__DOCUMENT SEGMENT__
<<<<

I am taking samples from a Bayesian statistical model, serializing them with Avro, uploading them to S3, and querying them with Athena.
I need help writing a query that unnests an array in the table.
The CREATE TABLE query looks like:
CREATE EXTERNAL TABLE `model_posterior`(
`job_id` bigint,
`model_id` bigint,
`parents` array<struct<`feature_name`:string,`feature_value`:bigint, `is_zid`:boolean>>,
`posterior_samples` struct <`parameter`:string,`is_scaled`:boolean,`samples`:array<double>>)
The "samples" array in the "posterior_samples" column is where the samples are stored. I have managed to unnest the "posterior_samples" struct with the following query:
WITH samples AS (
SELECT model_id, parents, sample, sample_index
FROM posterior_db.model_posterior
CROSS JOIN UNNEST(posterior_samples.samples) WITH ORDINALITY AS t (sample, sample_index)
WHERE job_id = 111000020709
)
SELECT * FROM samples
Now what I want is to unnest the parents column. Each record in this column is an array of structs. I am trying to create a column that just has an array of values for the "feature_value" keys in that array of structs. (The reason why I want an array is that the parents array can have a length > 1).
In other words for each array in the parents row, I want an array of the same size. That array should contain only the values of the "feature_value" key from the structs in the original array.
Any advice on how to solve this?
Thanks.

>>>>

__DATA LINES__

<<<<

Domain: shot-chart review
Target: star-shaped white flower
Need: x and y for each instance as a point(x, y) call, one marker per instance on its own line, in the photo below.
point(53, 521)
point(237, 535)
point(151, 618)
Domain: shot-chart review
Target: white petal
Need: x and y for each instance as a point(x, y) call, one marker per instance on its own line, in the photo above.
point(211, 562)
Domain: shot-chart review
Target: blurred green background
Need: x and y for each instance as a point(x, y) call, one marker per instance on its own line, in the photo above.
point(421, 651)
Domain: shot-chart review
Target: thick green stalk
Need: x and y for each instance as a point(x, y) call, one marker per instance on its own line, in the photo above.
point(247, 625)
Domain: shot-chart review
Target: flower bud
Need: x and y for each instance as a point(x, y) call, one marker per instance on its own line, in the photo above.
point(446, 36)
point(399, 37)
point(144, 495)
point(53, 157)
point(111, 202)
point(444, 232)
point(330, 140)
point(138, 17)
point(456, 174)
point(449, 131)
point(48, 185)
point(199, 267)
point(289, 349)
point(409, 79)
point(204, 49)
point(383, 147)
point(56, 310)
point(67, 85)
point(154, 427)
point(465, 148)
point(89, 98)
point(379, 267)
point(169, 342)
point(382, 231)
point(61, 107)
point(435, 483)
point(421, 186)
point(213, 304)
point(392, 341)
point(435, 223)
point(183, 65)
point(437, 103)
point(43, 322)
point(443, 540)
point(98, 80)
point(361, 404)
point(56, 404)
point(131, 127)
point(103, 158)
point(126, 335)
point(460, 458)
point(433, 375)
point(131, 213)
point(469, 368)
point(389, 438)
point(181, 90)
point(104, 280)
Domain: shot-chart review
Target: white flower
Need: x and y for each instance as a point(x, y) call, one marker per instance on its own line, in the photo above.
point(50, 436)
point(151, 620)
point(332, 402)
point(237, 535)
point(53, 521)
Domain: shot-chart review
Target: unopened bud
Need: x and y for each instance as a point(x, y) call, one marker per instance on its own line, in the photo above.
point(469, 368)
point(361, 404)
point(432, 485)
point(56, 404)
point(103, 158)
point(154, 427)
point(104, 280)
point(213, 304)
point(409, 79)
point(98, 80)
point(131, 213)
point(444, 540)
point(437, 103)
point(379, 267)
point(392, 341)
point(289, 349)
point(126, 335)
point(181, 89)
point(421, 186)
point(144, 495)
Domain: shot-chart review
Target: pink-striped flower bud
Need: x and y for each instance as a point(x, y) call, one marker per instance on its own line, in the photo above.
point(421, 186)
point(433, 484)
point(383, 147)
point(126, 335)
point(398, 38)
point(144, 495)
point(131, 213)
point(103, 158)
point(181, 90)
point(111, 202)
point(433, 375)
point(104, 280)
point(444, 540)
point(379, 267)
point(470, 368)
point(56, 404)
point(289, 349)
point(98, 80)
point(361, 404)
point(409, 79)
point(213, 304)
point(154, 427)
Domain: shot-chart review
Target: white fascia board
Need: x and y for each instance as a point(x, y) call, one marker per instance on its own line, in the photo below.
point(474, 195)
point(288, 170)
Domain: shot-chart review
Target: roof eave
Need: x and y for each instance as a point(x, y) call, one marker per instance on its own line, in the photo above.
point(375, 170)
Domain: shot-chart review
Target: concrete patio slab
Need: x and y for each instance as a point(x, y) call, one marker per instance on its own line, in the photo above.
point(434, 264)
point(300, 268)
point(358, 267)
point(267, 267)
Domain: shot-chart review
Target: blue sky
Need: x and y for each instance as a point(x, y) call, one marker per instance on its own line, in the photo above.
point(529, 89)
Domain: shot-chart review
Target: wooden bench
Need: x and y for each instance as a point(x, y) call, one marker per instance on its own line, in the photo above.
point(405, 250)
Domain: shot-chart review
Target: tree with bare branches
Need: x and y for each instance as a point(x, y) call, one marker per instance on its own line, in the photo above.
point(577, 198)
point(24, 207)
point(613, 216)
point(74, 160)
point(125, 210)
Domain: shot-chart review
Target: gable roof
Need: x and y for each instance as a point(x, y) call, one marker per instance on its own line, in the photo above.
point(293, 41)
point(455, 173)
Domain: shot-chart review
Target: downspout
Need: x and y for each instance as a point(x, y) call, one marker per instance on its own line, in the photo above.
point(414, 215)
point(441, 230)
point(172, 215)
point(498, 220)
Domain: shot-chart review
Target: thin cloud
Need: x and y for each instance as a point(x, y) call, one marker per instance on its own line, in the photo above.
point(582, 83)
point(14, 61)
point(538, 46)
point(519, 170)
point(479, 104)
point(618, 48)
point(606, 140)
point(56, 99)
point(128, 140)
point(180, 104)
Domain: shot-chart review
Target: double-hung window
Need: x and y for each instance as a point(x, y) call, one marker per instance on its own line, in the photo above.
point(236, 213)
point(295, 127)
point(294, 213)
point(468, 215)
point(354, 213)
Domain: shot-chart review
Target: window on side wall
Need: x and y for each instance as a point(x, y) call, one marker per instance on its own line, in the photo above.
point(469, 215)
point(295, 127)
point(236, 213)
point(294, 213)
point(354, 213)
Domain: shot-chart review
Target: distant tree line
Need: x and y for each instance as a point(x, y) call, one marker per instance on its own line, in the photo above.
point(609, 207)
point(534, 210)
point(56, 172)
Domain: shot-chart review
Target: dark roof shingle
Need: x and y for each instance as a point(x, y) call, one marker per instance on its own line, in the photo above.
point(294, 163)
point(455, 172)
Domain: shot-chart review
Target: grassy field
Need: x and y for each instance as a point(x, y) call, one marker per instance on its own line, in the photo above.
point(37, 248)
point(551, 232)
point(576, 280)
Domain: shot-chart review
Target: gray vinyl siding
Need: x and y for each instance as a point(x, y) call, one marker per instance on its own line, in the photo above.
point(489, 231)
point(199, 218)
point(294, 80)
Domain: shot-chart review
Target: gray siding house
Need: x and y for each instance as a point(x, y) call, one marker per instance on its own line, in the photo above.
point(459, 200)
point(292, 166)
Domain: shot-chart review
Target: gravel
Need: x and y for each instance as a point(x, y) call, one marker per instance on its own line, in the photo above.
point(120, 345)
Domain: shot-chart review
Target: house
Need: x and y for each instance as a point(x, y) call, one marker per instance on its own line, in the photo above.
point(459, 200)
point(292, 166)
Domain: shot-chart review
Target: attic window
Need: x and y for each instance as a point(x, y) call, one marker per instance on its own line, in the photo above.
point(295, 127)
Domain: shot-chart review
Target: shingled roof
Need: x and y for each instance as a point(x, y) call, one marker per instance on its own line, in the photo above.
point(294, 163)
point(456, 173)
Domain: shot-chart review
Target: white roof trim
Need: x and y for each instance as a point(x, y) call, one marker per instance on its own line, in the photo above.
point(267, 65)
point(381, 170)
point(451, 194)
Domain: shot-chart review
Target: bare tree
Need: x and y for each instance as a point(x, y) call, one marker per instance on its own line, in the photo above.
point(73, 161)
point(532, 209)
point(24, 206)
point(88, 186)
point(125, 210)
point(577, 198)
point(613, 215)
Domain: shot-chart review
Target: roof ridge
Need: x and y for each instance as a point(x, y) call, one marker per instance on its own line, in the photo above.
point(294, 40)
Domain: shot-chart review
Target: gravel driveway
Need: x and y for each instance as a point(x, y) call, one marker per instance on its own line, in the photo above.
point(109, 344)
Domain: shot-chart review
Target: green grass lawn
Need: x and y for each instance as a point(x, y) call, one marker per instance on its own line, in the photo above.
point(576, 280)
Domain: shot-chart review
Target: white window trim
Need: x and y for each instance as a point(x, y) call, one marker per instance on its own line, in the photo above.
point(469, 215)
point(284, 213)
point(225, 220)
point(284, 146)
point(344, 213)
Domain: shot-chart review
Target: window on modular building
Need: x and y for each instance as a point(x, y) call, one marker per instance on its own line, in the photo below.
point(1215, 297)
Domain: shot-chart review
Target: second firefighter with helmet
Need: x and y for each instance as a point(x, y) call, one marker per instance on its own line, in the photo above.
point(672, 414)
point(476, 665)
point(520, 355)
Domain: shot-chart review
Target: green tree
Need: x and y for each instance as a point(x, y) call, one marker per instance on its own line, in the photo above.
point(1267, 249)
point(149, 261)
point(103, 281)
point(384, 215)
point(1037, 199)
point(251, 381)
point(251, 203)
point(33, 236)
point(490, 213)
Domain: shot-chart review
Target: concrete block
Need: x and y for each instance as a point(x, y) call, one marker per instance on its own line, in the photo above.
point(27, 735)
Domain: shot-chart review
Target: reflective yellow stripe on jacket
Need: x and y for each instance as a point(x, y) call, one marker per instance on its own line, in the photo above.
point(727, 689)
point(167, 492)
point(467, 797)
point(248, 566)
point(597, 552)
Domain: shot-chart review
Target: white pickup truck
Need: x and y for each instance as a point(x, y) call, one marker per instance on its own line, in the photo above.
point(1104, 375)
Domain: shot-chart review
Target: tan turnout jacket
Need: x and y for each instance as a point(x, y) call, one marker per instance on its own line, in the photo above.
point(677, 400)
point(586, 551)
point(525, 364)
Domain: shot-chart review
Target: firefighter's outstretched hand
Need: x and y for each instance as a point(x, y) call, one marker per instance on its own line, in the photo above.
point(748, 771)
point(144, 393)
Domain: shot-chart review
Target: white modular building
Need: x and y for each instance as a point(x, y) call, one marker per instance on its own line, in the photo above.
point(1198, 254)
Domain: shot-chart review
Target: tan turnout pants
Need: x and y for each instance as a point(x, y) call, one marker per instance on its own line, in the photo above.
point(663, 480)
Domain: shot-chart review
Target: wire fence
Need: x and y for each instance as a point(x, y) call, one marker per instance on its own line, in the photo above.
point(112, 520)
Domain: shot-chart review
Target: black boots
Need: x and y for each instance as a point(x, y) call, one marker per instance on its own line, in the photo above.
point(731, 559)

>>>>

__REQUIRED WORK__
A: Return the Athena post's passage from "WHERE job_id = 111000020709" up to and including "length > 1).", copied character for character.
B: Answer these from the Athena post:
(i) What format are the model samples serialized with before being uploaded to S3?
(ii) Which job_id value does the unnesting query filter on?
(iii) What reason does the poster give for wanting an array of feature values instead of a single value?

__RESULTS FOR THE EXERCISE__
A:
WHERE job_id = 111000020709
)
SELECT * FROM samples
Now what I want is to unnest the parents column. Each record in this column is an array of structs. I am trying to create a column that just has an array of values for the "feature_value" keys in that array of structs. (The reason why I want an array is that the parents array can have a length > 1).

B:
(i) Avro.
(ii) 111000020709.
(iii) The parents array can have a length greater than 1.